- TASK DETAILS -
Extend the passage on U.S. nuclear weapons and the NPT, starting right after its final sentence.

Meanwhile, India – still a non-NPT state – has long benefited from a massive transfer of atomic resources and technology from the U.S., dating to years before the Indian weapons breakthrough of 1974.   As an imagined counterweight to Chinese military power, India was empowered to build as many as 65 warheads, manufactured and deployed in the absence of external monitoring and made possible by the work of 1100 U.S.-trained scientists.  Like Israel and also Pakistan, India maintains a hostile attitude toward IAEA monitoring.  In July 2005 the U.S. signed an historic deal with New Delhi for nuclear cooperation, just when India was busy modernizing its illegal atomic stockpile and delivery systems.  (The deal was approved by Congress in October 2008.) Those profiting, of course, included dozens of U.S. technical and military corporations.

Non-NPT states naturally fight international pressure to limit their weapons systems, so that reducing nuclear arsenals in the midst of such outlawry, consistent with Article VI, is unthinkable.  Nor has U.S. membership as such meant compliance with Article VI: while lecturing and threatening others about proliferation, Washington unapologetically modernizes its own nuclear research agendas, facilities, weapons, and delivery systems, fueled by the decades-old aim of world atomic supremacy.  Alone among nations, the U.S. retains a first-use doctrine embellished by its unparalleled global nuclear presence across land, sea, and air, bolstered by a fleet-based missile defense system.   The U.S. deploys several dozen tactical nukes in such NATO countries as Germany, Belgium, Italy, Holland, and Turkey, in another violation of the NPT.

As it preaches against the horrors of proliferation, the U.S. spends hundreds of billions to upgrade its own state-of-the-art weapons systems.   Obama’s 2009 plea for a “world without nukes” is best understood as a preposterous deceit.   According to a 2011 Carnegie Endowment for International Peace report, Washington now devotes more resources to nuclear weapons than the rest of the world combined – that is, roughly equivalent to the general military picture.  The U.S. earmarked $61.3 billion for nukes in 2012, compared to $14.8 billion allocated by Russia, $7.6 billion by China, $6.0 billion by France, and $4.9 billion by India.  The most recent (2010) Nuclear Posture Review restates the long-term U.S. priority of a nuclearized military, a linchpin of Pentagon strategy. The NPR calls for designing, testing, construction, and deployment of a new class of atomic subs to replace the aging Ohio-class fleet, which, armed with eight multiple-warhead missiles apiece, already has enough firepower to incinerate most of the planet.  The Review calls for a “robust SSBN [missile] Security Program” to upgrade Pentagon nuclear capacity.   Among nine distinct U.S. nuclear modernizing schemes, the Air Force has on the drawing boards a new long-range penetrating bomber with enhanced nuclear capacity.  The 2012 Procurement Plan calls for 80 to 100 of these aircraft at an outlandish $550 each – a total of some $50 billion.

The U.S. nuclear establishment has recently fixated on a plutonium bomb-core production facility at Los Alamos, referred to as the Chemical and Metallurgy Research Replacement (CMRR), with costs already running into several billions.  The bomb-core project has emerged as the centerpiece of a new generation of modernized warheads even as Washington feigns interest in atomic demobilization and negotiates with Russia to reduce its general stockpile.   The Obama administration favors a “surge” in nuclear development, with CMRR one of the vital programs.  Started in 2006, this project – to be completed in three stages – may not be finished until 2022, with a price tag likely in the tens of billions.  It is expected to triple the plutonium-storage capacity of the Los Alamos lab, expanding infrastructure needed for new weapons systems – surely a violation of the spirit if not letter of the NPT.

- EXTRACTED ENTRIES -
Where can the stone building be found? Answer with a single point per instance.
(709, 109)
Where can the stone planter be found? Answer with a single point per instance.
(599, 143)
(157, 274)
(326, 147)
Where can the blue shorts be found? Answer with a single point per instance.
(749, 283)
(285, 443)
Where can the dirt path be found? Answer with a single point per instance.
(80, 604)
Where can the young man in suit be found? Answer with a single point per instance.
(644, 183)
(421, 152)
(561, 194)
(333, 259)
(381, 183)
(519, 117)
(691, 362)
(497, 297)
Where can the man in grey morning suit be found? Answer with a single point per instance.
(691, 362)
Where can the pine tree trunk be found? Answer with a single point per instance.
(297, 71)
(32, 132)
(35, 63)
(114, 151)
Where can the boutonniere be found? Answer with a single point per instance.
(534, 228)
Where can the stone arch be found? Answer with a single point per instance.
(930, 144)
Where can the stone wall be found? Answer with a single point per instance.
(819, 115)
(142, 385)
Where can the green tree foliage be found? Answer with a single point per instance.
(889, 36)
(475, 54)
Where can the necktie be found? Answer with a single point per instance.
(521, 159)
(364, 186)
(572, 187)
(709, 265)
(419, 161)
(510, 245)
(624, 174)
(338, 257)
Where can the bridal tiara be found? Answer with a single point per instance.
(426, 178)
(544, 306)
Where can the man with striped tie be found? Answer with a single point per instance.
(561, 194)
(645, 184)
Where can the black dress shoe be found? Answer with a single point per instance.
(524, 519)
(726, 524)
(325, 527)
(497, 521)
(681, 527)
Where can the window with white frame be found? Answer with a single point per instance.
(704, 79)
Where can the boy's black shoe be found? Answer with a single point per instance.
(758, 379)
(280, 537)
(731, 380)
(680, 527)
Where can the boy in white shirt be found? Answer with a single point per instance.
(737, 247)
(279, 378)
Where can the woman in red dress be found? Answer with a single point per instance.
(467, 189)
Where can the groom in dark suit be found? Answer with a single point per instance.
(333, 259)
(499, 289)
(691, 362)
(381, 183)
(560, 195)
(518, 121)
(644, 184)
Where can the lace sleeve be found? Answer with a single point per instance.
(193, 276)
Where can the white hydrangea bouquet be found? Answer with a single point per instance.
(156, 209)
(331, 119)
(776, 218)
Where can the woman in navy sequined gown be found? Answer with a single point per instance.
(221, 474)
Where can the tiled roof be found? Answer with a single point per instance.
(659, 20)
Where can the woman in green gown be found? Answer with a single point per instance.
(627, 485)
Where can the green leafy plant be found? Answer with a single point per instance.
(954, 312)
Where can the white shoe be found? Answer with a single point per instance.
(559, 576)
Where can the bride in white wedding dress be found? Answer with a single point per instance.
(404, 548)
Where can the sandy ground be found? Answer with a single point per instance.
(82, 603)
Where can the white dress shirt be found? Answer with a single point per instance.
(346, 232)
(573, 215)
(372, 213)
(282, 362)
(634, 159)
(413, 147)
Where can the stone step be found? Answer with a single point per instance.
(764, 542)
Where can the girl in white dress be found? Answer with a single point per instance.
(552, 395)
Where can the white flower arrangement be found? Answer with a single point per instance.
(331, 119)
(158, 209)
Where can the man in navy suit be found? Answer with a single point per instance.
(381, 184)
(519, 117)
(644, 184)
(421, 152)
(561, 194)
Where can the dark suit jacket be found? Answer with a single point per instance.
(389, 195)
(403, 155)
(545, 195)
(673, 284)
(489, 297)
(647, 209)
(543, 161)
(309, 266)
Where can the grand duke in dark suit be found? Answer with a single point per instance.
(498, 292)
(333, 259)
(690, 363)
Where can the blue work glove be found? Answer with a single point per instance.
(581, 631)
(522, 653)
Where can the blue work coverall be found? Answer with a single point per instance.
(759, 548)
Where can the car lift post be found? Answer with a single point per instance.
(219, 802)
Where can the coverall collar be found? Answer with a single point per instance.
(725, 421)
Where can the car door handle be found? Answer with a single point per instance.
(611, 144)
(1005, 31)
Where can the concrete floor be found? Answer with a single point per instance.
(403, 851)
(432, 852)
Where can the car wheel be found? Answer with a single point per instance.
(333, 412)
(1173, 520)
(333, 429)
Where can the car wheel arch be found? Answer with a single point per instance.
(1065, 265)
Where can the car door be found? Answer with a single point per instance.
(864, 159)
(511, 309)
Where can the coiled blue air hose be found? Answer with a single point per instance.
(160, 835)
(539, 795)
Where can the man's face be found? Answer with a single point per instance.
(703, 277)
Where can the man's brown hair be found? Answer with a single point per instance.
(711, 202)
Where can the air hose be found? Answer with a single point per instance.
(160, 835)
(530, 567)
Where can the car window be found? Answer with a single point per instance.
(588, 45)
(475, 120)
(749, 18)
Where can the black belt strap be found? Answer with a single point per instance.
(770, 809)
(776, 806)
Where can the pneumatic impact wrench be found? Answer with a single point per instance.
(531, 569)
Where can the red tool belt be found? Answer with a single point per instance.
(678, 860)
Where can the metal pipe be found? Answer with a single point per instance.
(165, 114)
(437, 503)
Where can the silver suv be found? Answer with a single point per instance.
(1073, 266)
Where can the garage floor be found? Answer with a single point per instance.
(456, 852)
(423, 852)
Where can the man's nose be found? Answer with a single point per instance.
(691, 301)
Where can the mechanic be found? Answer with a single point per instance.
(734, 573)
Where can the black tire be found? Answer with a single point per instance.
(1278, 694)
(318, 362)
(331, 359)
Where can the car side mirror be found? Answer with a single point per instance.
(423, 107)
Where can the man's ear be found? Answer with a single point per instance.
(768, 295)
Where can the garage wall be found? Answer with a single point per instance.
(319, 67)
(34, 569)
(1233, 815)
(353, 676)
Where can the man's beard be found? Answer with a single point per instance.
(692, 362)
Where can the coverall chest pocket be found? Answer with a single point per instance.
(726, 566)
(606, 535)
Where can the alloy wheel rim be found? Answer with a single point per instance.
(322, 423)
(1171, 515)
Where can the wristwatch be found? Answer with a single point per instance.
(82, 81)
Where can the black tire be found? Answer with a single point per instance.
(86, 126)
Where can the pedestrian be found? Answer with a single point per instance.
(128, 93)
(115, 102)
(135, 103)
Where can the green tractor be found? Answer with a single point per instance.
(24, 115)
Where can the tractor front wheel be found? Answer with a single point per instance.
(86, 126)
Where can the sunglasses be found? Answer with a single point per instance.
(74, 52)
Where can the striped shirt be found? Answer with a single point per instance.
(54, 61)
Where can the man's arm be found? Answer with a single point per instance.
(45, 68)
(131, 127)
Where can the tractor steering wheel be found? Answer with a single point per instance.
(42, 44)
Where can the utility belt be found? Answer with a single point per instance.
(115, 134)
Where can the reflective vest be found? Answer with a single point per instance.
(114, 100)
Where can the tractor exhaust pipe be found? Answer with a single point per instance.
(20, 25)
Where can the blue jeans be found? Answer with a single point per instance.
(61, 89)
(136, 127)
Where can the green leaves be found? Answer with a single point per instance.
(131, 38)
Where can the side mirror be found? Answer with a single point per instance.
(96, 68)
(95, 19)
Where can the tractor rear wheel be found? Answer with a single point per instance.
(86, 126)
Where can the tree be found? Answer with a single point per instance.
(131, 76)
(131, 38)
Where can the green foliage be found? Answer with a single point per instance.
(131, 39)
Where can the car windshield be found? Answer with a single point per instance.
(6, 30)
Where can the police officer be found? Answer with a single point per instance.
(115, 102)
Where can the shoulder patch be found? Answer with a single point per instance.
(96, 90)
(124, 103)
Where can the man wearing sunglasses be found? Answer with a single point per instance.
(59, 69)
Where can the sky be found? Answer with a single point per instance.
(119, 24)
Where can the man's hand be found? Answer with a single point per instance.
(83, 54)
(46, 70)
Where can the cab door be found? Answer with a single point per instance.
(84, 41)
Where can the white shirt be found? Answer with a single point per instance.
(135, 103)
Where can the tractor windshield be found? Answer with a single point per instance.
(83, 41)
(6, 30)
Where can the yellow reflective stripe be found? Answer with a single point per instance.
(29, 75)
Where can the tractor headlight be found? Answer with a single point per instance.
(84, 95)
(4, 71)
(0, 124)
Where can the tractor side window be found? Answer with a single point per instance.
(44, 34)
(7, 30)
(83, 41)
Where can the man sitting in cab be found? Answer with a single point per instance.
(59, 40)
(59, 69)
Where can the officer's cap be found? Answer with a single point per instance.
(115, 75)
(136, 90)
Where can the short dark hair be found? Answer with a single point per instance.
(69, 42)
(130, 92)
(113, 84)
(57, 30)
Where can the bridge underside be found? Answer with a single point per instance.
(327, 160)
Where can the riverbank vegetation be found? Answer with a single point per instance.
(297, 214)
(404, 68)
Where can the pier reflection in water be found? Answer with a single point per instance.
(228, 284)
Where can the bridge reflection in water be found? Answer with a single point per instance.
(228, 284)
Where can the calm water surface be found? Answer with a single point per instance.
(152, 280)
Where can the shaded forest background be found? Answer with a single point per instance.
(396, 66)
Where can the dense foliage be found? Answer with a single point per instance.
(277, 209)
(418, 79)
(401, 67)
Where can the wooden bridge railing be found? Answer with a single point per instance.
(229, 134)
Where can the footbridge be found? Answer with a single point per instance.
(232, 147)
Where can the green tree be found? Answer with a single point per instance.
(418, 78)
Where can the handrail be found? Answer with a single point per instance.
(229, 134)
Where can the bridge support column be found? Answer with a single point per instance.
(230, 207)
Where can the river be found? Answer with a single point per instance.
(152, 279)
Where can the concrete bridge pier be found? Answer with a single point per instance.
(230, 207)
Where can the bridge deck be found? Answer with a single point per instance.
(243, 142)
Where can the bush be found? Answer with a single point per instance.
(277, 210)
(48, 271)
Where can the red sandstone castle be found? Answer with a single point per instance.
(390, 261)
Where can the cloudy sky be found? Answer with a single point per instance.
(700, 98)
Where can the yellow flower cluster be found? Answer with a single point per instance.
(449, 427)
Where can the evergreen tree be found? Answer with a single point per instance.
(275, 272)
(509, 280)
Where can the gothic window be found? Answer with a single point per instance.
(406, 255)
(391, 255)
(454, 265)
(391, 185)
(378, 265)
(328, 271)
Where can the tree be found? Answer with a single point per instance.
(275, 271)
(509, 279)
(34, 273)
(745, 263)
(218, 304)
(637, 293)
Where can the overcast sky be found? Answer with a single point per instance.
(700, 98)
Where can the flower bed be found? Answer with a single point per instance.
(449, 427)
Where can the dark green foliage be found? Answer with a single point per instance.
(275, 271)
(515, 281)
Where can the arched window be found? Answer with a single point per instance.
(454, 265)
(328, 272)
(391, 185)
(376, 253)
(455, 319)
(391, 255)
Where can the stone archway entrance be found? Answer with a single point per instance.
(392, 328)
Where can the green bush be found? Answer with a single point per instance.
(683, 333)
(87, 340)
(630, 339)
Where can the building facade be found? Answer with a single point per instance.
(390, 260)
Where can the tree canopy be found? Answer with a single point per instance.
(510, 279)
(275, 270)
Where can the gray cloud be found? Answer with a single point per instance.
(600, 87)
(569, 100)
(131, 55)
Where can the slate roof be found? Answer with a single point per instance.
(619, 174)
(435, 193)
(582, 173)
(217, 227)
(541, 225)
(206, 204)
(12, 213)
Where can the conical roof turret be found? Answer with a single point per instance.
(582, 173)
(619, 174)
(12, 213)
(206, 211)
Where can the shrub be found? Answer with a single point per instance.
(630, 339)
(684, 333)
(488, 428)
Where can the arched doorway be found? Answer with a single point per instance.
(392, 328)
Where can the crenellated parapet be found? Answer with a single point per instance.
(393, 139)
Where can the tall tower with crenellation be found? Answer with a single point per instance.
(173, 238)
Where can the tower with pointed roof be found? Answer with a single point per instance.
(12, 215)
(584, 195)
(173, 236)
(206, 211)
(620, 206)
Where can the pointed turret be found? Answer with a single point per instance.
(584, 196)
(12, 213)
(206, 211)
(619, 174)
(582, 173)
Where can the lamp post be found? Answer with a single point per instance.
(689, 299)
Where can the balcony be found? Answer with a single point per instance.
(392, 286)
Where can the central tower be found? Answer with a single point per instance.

- RESULT OF THE TASK -
While the much-celebrated START agreement with Russia (only with Russia) anticipates a reduction to 1550 American warheads by 2017, the present count is more than 5000 warheads, but even the lower number will carry far more explosive potential than the larger, older arsenals.  It should also be remembered that START places no restrictions on research, testing, production, or deployment of nuclear weapons.

The NPR is hardly timid about its strategic objectives: “The U.S. will modernize the nuclear weapons infrastructure, sustain the science, technology, and engineering base, invest in human capital, and ensure senior leadership focus.”   Pentagon atomic capability remains as much of an obsession today as it was during the height of the Cold War, with its modernizing agenda, first-use doctrine, and multiple “contingency” plans for unleashing nukes against nations deemed in violation of the NPT.   So much for Article VI of the (now thoroughly-bankrupt) NPT.

In 2006 Hans Blix, former chief U.N. weapons inspector, authored a report titled “Weapons of Terror”, sponsored by the Commission on Weapons of Mass Destruction, addressing the proliferation of nuclear, chemical, and biological stockpiles.  It called on major powers to take international laws and treaties more seriously, pointedly urging the U.S. and its closest allies to refrain from blocking arms control, disarmament, and moves to curtail nuclear proliferation.   It states: “All parties to the [NPT] should implement the decision on principles and objectives for nonproliferation and disarmament [embraced in] the resolution of the Middle East as a zone free of nuclear and all other weapons of mass destruction.”  The latter idea had been proposed by Egypt, Iran, and a few other states but was quickly dashed by the U.S. and Israel – two nations deploying a combined several hundred warheads in the region.  The report also recommended that the strongest nuclear states offer security guarantees to weaker non-nuclear states, but neither the U.S. nor its clients were ready to comply.

In his book laying out the WMD Commission recommendations, Why Disarmament Matters (2008), Blix predicted imminent catastrophe in a global setting where the leading nuclear states randomly and brazenly violate the NPT.   A question recurs: how can proliferation be reversed when the nuclear outlaws routinely privilege their own military ambitions over international rules and norms?   By 2008 efforts to induce Israel, India, and Pakistan to submit to NPT protocols had been effectively abandoned, Blix adding: “Convincing states that do not need weapons of mass destruction would be significantly easier if all U.N. members practiced genuine respect for existing [U.N.] restraints on the threat and use of force.”  Aside from NPT considerations, threats like those made by the U.S. and Israel constitute a flagrant violation of the U.N. Charter.

Back to Iran: it turns out the mortal challenge posed by what Israeli prime minister Benyamin Netanyahu calls a “nuclearized mullocracy” does nothing so much as threaten Israeli hopes for regional domination.  Iranian “defiance” and “belligerence” is ultimately less a matter of Iran rejecting NPT statutes or IAEA inspections than of resisting (illegitimate) demands for total nuclear shutdown.  The famous Israeli “red line”, or threshold of tolerance, refers not to an actual Iranian military threat but to the “technical capability” of some day reaching weapons status – a “capability” already held, as mentioned, by more than 30 nations.  Further, while Iran is completely encircled by U.S. and Israeli military forces, possessing advanced nuclear arsenals, an Iranian attack on Israel (for which no motive is evident) would be suicidal, as large parts of the country would be quickly reduced to rubble.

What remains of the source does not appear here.